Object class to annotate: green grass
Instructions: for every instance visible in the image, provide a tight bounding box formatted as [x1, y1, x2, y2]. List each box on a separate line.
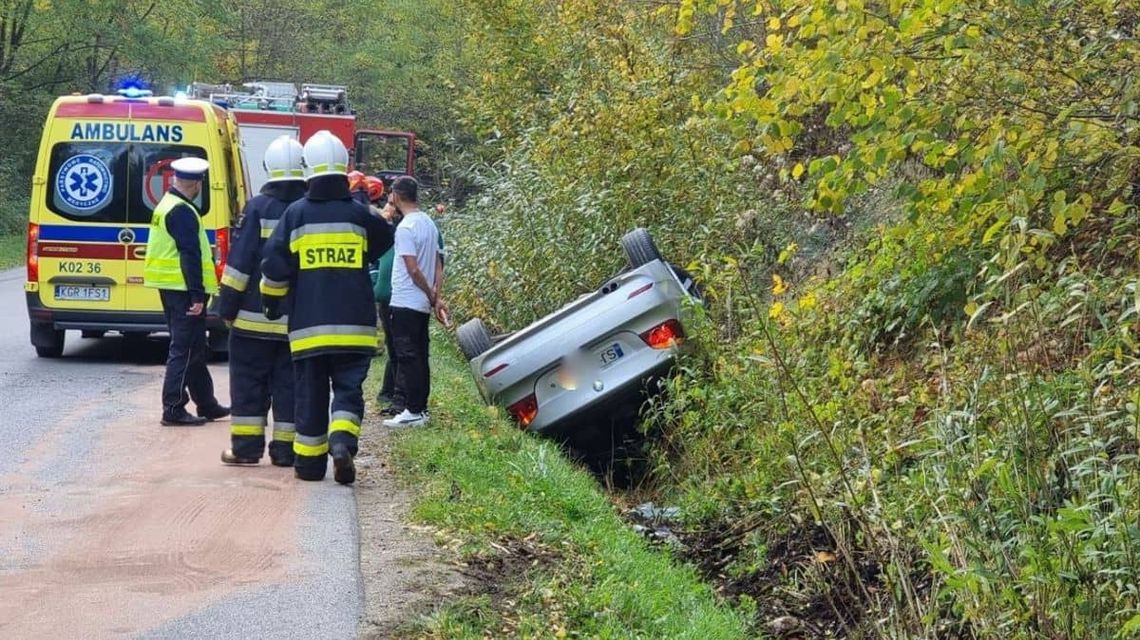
[0, 233, 24, 270]
[370, 330, 749, 639]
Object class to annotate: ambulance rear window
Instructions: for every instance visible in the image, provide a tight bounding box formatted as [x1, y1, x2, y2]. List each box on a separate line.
[131, 145, 210, 223]
[46, 142, 211, 224]
[45, 143, 129, 223]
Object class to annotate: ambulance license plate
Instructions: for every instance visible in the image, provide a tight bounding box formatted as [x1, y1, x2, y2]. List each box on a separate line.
[54, 285, 110, 302]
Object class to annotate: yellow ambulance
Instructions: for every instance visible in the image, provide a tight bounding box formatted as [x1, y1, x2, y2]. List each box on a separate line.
[25, 89, 247, 357]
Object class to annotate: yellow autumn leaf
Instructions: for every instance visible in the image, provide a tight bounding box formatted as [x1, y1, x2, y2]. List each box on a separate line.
[772, 273, 788, 295]
[792, 162, 805, 178]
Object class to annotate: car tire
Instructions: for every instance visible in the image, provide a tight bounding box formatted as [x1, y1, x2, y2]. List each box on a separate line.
[32, 324, 65, 359]
[621, 228, 663, 269]
[457, 318, 493, 361]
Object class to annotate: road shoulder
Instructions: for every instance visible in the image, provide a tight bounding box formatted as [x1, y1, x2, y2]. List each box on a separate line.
[355, 410, 468, 638]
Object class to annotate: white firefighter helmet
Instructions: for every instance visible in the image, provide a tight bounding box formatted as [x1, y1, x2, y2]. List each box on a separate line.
[301, 130, 349, 179]
[263, 135, 304, 182]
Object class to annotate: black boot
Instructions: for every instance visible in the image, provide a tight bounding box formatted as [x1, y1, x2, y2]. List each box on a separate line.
[331, 443, 356, 485]
[162, 409, 208, 426]
[197, 404, 231, 421]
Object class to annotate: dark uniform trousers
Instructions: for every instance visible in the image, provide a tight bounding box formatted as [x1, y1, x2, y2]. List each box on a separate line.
[293, 354, 372, 480]
[160, 290, 215, 414]
[229, 333, 295, 463]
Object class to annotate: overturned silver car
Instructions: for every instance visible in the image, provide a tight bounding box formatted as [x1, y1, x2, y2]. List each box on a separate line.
[457, 229, 699, 440]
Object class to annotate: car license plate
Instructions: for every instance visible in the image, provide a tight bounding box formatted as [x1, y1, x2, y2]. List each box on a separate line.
[54, 285, 110, 302]
[599, 342, 625, 367]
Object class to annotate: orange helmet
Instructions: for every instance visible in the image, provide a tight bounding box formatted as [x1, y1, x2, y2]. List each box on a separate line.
[347, 170, 366, 192]
[365, 176, 385, 203]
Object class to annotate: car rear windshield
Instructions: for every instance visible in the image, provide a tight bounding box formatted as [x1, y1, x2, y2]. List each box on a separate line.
[46, 142, 210, 224]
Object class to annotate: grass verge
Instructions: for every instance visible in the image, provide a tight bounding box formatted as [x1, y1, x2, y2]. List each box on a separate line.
[0, 233, 24, 270]
[369, 330, 749, 639]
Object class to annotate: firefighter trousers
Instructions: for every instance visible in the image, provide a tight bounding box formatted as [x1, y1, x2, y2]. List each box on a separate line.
[229, 333, 296, 463]
[293, 353, 371, 480]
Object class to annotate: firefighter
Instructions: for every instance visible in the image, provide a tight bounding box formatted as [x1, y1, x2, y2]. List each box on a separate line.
[144, 157, 230, 426]
[260, 130, 394, 484]
[216, 136, 307, 466]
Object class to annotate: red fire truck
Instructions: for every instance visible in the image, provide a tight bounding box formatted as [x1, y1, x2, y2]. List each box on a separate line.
[190, 81, 415, 196]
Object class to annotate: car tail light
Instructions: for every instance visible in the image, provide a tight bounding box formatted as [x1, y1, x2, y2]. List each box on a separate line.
[213, 227, 229, 283]
[640, 319, 684, 350]
[507, 393, 538, 429]
[26, 223, 39, 282]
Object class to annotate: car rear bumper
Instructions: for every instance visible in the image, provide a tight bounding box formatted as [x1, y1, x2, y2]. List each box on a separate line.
[529, 358, 676, 437]
[26, 290, 227, 333]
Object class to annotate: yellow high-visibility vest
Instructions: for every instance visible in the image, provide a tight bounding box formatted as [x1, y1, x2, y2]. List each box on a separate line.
[143, 192, 218, 294]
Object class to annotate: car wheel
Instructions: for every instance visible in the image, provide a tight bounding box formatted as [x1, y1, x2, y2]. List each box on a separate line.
[457, 318, 493, 361]
[621, 228, 663, 269]
[32, 326, 65, 359]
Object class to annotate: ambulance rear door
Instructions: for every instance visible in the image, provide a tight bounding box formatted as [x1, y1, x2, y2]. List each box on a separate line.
[37, 103, 131, 314]
[120, 102, 214, 313]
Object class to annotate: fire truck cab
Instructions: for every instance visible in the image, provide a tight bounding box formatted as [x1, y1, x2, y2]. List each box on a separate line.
[190, 81, 416, 195]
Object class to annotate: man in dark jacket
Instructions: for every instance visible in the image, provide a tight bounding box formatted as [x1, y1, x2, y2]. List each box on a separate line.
[217, 136, 307, 466]
[260, 131, 394, 484]
[143, 157, 229, 426]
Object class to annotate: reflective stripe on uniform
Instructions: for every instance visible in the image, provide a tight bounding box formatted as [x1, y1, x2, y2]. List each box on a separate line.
[259, 218, 279, 239]
[221, 265, 249, 292]
[307, 162, 348, 174]
[272, 422, 296, 442]
[294, 433, 328, 457]
[233, 309, 289, 335]
[260, 276, 289, 297]
[330, 411, 361, 438]
[231, 415, 267, 437]
[288, 222, 366, 252]
[288, 324, 377, 354]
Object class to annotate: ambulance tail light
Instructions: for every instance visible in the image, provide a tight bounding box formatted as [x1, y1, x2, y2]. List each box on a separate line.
[507, 393, 539, 430]
[213, 227, 230, 283]
[26, 223, 39, 282]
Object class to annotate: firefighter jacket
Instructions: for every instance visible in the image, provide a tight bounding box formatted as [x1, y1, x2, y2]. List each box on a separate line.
[260, 175, 394, 359]
[143, 189, 217, 300]
[217, 180, 307, 340]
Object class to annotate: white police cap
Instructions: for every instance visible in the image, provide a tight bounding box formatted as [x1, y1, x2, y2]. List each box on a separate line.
[171, 157, 209, 180]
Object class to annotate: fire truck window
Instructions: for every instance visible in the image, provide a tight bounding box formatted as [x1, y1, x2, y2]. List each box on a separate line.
[357, 135, 409, 175]
[129, 145, 211, 224]
[45, 143, 130, 223]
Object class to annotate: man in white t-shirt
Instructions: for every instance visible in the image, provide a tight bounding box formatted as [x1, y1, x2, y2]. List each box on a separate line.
[383, 177, 442, 427]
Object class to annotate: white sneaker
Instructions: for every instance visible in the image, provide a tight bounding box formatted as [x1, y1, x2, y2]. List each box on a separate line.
[383, 409, 428, 428]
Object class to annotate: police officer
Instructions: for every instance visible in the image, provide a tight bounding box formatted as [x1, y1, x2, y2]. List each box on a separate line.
[144, 157, 230, 426]
[217, 136, 307, 466]
[260, 131, 394, 484]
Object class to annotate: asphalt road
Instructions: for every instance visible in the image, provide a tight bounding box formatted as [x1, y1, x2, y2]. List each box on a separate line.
[0, 268, 362, 639]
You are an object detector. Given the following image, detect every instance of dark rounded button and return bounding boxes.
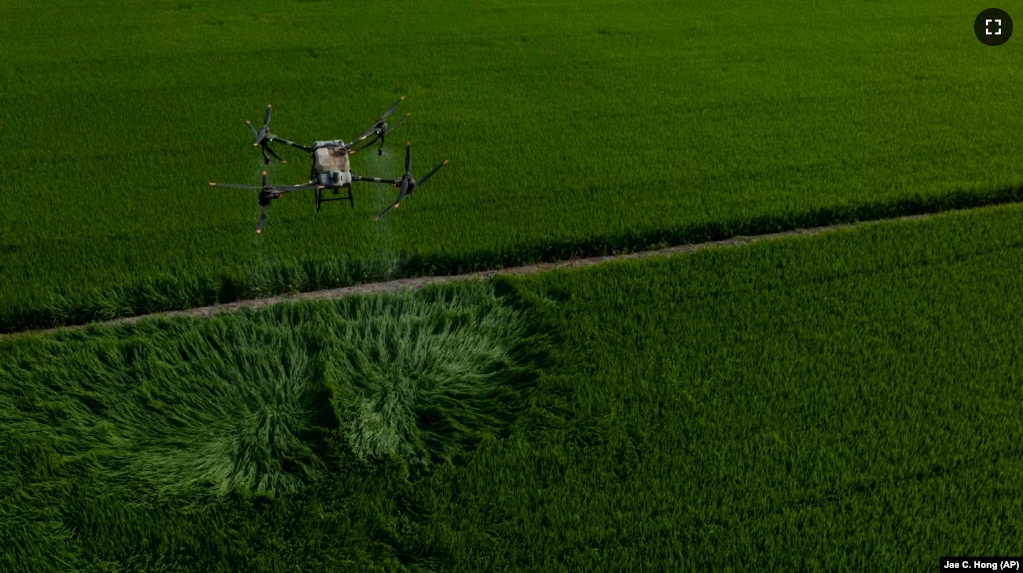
[975,8,1013,46]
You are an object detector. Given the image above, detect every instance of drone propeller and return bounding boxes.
[359,97,405,138]
[382,96,404,119]
[256,206,268,234]
[246,105,287,165]
[375,142,449,220]
[350,112,411,154]
[209,171,324,233]
[247,105,272,146]
[353,97,407,156]
[416,159,449,188]
[376,178,410,220]
[264,145,285,163]
[390,112,410,131]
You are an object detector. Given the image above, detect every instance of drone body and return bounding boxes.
[209,97,447,233]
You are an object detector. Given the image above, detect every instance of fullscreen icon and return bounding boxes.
[975,8,1013,46]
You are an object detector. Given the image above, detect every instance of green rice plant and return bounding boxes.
[8,203,1023,570]
[426,202,1023,571]
[3,0,1023,329]
[1,317,327,499]
[321,288,531,468]
[0,280,543,571]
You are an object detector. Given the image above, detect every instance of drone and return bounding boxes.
[209,97,448,233]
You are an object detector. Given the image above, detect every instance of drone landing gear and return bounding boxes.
[315,185,354,212]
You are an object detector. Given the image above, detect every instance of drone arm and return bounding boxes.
[349,134,380,153]
[354,126,378,142]
[351,174,399,185]
[269,136,313,152]
[209,182,262,189]
[268,183,323,194]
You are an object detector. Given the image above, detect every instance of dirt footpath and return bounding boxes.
[0,213,937,340]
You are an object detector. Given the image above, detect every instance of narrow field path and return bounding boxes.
[0,212,944,340]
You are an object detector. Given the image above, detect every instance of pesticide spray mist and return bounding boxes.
[359,145,405,274]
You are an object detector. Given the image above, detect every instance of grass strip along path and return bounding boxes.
[3,203,1023,570]
[0,210,945,340]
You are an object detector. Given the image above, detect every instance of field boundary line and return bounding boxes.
[0,211,946,340]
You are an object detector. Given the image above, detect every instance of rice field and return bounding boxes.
[3,0,1023,330]
[5,0,1023,569]
[4,202,1023,571]
[0,281,545,571]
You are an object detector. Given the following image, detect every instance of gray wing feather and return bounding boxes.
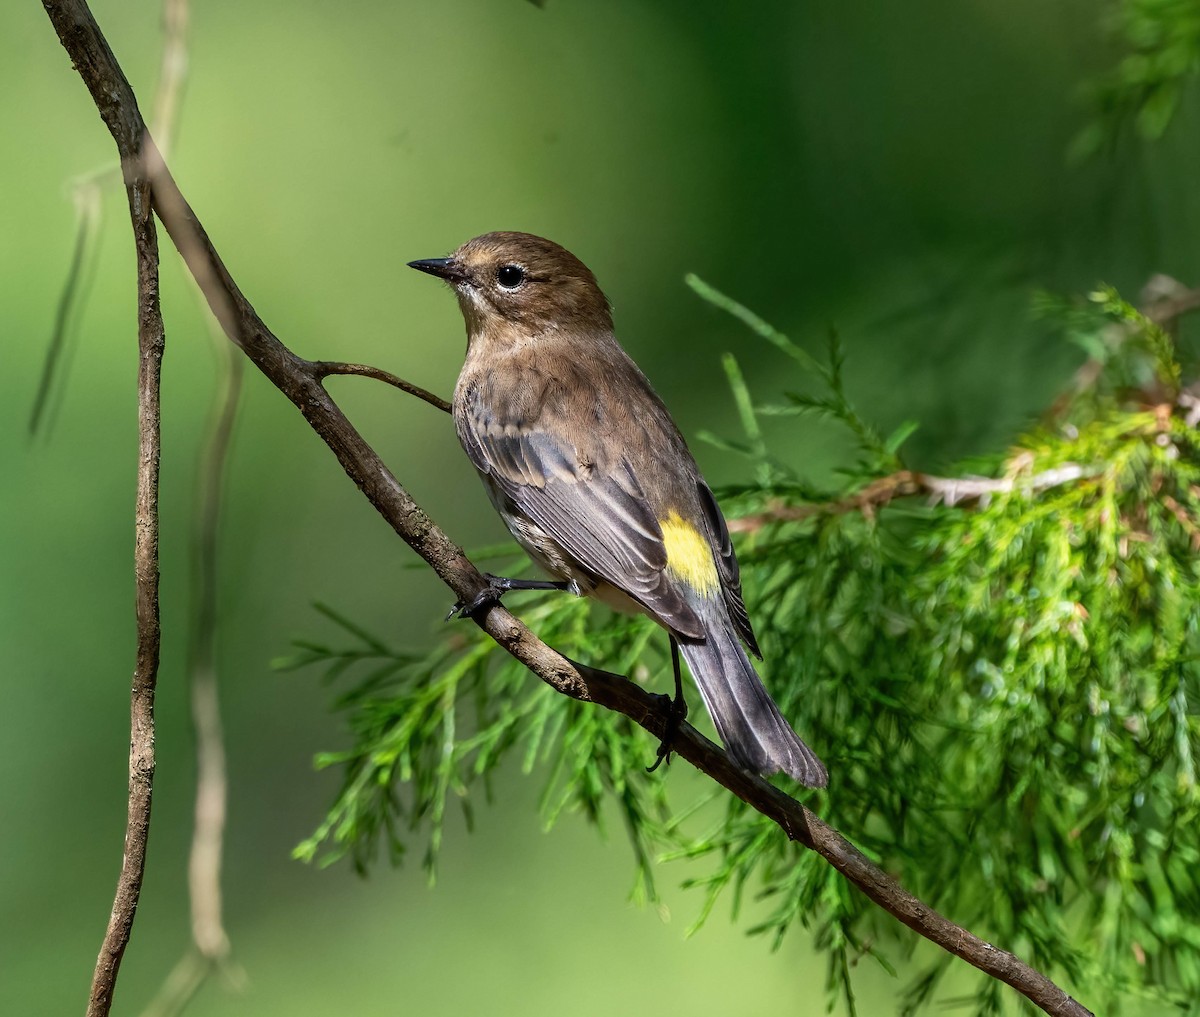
[696,480,760,657]
[458,408,707,639]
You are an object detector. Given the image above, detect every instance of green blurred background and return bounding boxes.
[3,1,1195,1013]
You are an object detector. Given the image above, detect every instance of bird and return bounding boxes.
[408,232,828,787]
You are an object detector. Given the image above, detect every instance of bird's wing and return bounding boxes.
[696,480,761,657]
[458,416,708,640]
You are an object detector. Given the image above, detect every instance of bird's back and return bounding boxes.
[455,329,703,519]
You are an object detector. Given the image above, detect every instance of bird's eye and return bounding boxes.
[496,264,526,289]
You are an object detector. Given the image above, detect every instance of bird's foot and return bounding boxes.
[446,574,571,621]
[646,693,688,773]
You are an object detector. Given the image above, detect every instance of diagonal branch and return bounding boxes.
[39,3,1092,1015]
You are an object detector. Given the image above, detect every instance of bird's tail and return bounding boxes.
[677,611,828,787]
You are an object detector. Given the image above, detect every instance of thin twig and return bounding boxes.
[149,0,188,159]
[151,1,246,1009]
[312,360,451,413]
[41,4,1094,1015]
[1050,275,1200,417]
[137,336,245,1017]
[32,0,190,438]
[185,340,241,959]
[729,463,1096,533]
[79,107,166,1017]
[137,953,208,1017]
[29,180,100,434]
[1143,275,1200,328]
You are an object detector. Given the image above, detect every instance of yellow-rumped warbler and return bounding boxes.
[409,232,827,787]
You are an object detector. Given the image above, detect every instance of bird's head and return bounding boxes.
[408,231,614,342]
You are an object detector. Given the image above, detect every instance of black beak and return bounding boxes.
[407,257,468,284]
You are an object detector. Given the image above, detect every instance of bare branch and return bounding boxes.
[312,360,452,413]
[40,3,239,1012]
[78,96,165,1017]
[138,305,249,1017]
[185,340,241,962]
[40,3,1094,1015]
[729,462,1097,533]
[158,0,246,1004]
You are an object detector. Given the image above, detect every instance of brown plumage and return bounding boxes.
[409,231,828,787]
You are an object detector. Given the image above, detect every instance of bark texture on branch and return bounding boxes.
[41,3,1093,1015]
[79,101,165,1017]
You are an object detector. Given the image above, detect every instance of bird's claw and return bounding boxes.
[445,574,572,621]
[646,693,689,773]
[445,580,502,621]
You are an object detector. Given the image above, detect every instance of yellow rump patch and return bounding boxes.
[660,511,719,596]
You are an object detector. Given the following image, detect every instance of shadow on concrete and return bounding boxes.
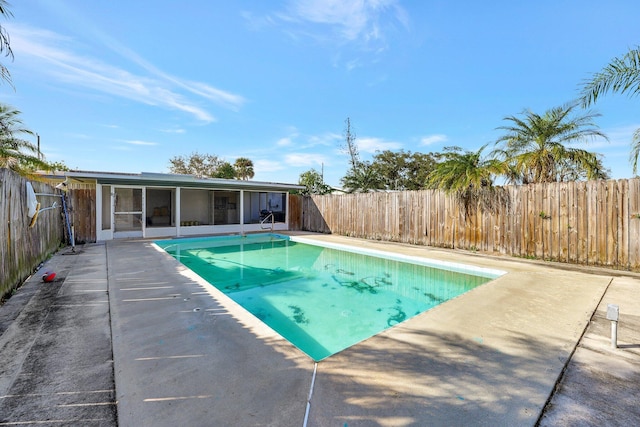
[108,240,314,427]
[0,244,116,426]
[310,326,571,426]
[539,308,640,426]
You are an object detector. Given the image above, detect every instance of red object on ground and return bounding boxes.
[42,272,56,282]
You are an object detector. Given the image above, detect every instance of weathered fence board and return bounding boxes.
[297,177,640,272]
[618,179,629,268]
[68,188,96,244]
[629,179,640,269]
[1,169,65,300]
[288,193,303,230]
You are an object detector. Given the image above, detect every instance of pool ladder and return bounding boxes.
[260,211,274,231]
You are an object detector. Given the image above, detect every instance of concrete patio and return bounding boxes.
[1,233,639,426]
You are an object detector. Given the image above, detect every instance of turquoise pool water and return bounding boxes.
[155,234,500,361]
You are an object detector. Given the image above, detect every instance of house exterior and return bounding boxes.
[45,171,304,242]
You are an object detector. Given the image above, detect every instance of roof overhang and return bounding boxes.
[47,170,304,192]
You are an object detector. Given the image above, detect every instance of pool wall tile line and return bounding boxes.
[289,235,506,278]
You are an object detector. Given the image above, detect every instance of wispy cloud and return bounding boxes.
[276,137,294,147]
[565,124,638,150]
[603,124,639,147]
[275,129,341,149]
[284,152,330,167]
[122,140,159,146]
[281,0,407,44]
[254,0,409,67]
[421,134,448,146]
[254,158,285,173]
[8,24,245,123]
[160,128,186,134]
[357,136,402,153]
[307,132,342,147]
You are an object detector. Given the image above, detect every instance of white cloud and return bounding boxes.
[284,152,330,167]
[603,124,639,147]
[254,159,285,173]
[346,58,363,71]
[276,137,294,147]
[284,0,405,43]
[185,82,245,111]
[266,0,409,60]
[8,23,245,123]
[421,134,448,146]
[306,132,342,147]
[564,124,638,149]
[357,136,402,153]
[122,140,159,146]
[64,132,91,139]
[274,129,341,149]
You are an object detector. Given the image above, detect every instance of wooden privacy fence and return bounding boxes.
[0,168,65,300]
[297,178,640,271]
[65,185,96,244]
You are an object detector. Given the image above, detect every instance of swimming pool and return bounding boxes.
[155,234,503,361]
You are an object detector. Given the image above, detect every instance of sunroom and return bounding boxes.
[49,171,303,241]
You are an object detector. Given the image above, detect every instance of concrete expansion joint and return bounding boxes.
[302,362,318,427]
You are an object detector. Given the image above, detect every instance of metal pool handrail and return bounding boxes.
[260,211,274,231]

* * *

• Task item
Begin at the first line of the entries and end at the line containing "Object class to annotate: road shoulder": write out each line exactly, skipping pictures.

• Reply
Object class to annotate: green grass
Instructions: for every instance visible in the image, provide a tight bounding box formatted as [x1, y1, x2, y2]. List each box on a separate line.
[0, 233, 24, 270]
[370, 330, 749, 639]
Object class to annotate: ambulance rear window
Instructions: for every instance visible in the image, provide a tight bounding box formatted as [x1, y1, x2, y2]. List each box on a separate line.
[131, 145, 210, 223]
[46, 142, 211, 224]
[45, 143, 129, 223]
Object class to annotate: ambulance license plate
Instructions: for every instance visible in the image, provide a tight bounding box formatted as [x1, y1, x2, y2]. List each box on a separate line.
[54, 285, 110, 302]
Object class to annotate: yellow ambulance
Instructions: for every instance visible in the image, provide a tight bounding box formatted as [x1, y1, x2, y2]. List each box on a separate line.
[25, 89, 247, 357]
Object class to annotate: yellow autumn leaf
Instructions: for every instance visible in the image, provide a tight bounding box formatted as [x1, y1, x2, y2]. List each box on a separate line.
[772, 273, 788, 295]
[792, 162, 805, 178]
Object class to annotate: car tire
Instructions: for every instance visible in the image, provide a tight bounding box formatted as [x1, y1, x2, y2]. List each box on a separate line.
[32, 324, 65, 359]
[621, 228, 663, 269]
[457, 318, 493, 361]
Object class to annotate: road shoulder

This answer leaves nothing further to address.